Study text:
● ● ● ●

The private sector and trade unions have declared their backing to help boost the uptake in vaccines among their membership.

The largest public sector trade union has pledged to encourage its members to take the injection while at the same time declaring respect for their right to choose.

Acting General Secretary of the National Union of Public Workers (NUPW) Wayne Walrond has said his organization supports mass awareness campaigns as well.

“We are all for public education to promote the vaccination, but we still respect the individual’s right to be vaccinated or not to be vaccinated. We can’t be part of any campaign to intimidate or bully workers to take the vaccination. We are not against sending out the message to promote the vaccination,” Walrond told Barbados TODAY.

President of the Barbados Secondary Teachers’ Union (BSTU) Mary Redman declared her union’s full support for the national effort to increase the vaccine roll out.

Redman said she has been spreading the message during a series of appearances in various online fora particularly in recent times.

She said: “From the beginning we have been trying to encourage our membership generally and in more recent times since they have started the vaccination of students, we have been actively encouraging that students take up the vaccine; it’s the only way that we will get back to any normalcy in both the school and in the wider society.

● ● ● ●

Exercise tasks:
(1) Reproduce the passage on union support for vaccination between "President of the" and "vaccine roll out.", inclusive.
(2) Carry on writing the passage on union support for vaccination from the point where it stops.

● ● ● ●

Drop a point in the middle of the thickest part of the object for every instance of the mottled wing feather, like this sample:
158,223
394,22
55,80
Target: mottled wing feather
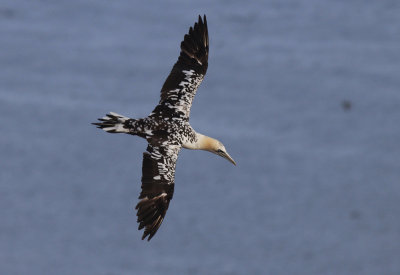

● ● ● ●

Results by task:
(1)
President of the Barbados Secondary Teachers’ Union (BSTU) Mary Redman declared her union’s full support for the national effort to increase the vaccine roll out.

(2)
“So we have been actively attempting to persuade while respecting choice. So we have been trying to do our part in persuading, with the recognition that it is a layered approach and vaccines along with the other protocols are our surest bet in trying to avoid infection, serious illness or death or trying to get some return to normalcy.”

She also pointed out that from early in the vaccination campaign, the uptake among teachers was good.

Chamber of Commerce president Anthony Branker disclosed that the business sector’s contribution to improving the vaccination numbers was an incentive scheme which has been proposed to Government’s new COVID Public Advisor David Ellis.

But Branker told Barbados TODAY he would prefer that Ellis speak on that proposal.

When contacted, Ellis said it would be premature of him to comment on the matter since it was still under consideration.

“I cannot at this stage speak to that directly because it is a matter that is under consideration,” Ellis told Barbados TODAY. “However, we are looking to get as much support that we can from the private sector individually and collectively as we aspire to the goal of getting to the point of at least 80 per cent of our population being fully vaccinated.”

The COVID Public Advisor said that at the same time, the authorities are not asking for the private sector’s support for the vaccination campaign alone.

“What we need to do is to bear in mind that vaccinated or not, we still have to abide by the protocols that are aimed at protecting people in this country. Our concern is that right across Barbados, there are too many people who are ignoring that fact and are becoming ill because they have ignored it.”

The recently retired journalist said his team was looking forward to working with the private sector in dealing with this matter.

“The surge is on and we recognize that, to a large extent, the die is already cast in many respects,” Ellis declared. “But we have to look not only at today, we have to look down the road at how we are going to protect ourselves from more loss of life and more illness and the pressure that that exerts upon this country’s health services.”

He said consideration must also be given to how the increasing numbers of deaths and illness would affect uninfected people who could be denied the kind of attention they deserved because the healthcare system is under pressure.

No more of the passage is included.